--- start Provided information ---

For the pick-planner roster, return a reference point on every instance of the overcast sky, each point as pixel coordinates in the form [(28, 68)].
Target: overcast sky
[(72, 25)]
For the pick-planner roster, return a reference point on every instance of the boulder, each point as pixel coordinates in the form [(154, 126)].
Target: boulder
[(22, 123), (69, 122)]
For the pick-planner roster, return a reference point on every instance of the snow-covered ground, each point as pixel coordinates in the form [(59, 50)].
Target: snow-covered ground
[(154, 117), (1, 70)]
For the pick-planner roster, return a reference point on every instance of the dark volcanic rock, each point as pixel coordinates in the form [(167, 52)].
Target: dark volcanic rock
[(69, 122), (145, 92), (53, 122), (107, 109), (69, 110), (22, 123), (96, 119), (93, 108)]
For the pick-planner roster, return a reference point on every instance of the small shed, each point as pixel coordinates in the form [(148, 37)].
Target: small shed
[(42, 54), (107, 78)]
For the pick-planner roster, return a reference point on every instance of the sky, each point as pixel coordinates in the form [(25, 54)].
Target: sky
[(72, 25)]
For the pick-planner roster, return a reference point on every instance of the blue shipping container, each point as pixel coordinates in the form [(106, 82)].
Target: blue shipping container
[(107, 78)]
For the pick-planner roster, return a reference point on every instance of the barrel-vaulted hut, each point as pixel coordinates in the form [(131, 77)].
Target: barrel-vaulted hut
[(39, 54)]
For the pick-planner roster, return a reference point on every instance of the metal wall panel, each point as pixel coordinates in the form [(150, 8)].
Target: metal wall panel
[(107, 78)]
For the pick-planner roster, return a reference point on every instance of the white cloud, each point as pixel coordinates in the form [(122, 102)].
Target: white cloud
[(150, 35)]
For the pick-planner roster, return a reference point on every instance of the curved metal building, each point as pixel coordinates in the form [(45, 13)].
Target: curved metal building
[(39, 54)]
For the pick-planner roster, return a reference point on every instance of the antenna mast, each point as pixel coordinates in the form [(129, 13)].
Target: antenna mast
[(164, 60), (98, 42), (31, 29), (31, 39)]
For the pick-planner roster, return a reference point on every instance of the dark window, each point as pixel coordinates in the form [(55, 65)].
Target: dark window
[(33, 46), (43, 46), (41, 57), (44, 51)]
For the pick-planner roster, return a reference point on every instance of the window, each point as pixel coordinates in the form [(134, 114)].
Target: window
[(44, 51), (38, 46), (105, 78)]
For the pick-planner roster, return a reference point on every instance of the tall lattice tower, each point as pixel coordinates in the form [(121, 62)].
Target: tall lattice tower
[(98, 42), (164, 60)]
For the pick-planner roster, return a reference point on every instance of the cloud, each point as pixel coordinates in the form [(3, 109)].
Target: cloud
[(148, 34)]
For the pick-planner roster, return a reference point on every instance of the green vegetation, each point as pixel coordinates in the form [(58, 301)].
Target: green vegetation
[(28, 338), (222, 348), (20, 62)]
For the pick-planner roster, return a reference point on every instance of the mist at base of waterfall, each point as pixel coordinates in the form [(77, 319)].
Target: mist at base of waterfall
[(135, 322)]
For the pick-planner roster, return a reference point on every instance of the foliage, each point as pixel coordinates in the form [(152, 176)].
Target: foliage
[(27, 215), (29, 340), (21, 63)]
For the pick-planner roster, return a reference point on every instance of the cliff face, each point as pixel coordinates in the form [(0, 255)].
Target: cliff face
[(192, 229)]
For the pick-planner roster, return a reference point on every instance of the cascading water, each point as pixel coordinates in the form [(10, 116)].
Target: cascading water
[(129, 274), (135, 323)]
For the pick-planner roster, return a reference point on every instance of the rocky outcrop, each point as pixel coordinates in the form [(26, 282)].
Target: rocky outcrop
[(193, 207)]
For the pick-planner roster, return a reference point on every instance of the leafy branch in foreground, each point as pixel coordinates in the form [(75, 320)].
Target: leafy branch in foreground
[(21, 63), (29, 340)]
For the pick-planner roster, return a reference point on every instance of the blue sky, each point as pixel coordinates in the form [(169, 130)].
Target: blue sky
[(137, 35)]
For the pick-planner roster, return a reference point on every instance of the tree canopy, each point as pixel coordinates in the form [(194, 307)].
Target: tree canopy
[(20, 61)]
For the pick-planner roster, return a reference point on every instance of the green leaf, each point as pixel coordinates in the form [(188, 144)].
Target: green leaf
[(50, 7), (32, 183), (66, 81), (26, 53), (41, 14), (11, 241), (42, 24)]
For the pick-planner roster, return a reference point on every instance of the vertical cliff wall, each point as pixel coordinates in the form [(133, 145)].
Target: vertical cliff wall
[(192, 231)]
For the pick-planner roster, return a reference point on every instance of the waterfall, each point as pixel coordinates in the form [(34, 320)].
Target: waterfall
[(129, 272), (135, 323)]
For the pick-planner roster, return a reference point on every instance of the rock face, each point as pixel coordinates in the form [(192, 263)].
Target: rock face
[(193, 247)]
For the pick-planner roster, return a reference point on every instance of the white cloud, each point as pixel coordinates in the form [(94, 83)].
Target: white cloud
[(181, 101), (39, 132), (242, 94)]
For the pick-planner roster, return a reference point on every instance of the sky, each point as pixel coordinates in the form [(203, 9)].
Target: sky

--- end Provided information ---

§ Task details
Rewrite the material from its beginning through the line holding "[(22, 123), (69, 122)]", inclusive, and change "pick-planner roster" to "pick-planner list". Keep everything else the same.

§ Final result
For the pick-planner list, return a reference point on every instance of the overcast sky, each point as pixel coordinates in the form [(28, 68)].
Target: overcast sky
[(72, 25)]
For the pick-planner list, return a reference point on every instance of the boulder, each point as pixel coordinates in the form [(154, 126)].
Target: boulder
[(22, 123), (69, 122)]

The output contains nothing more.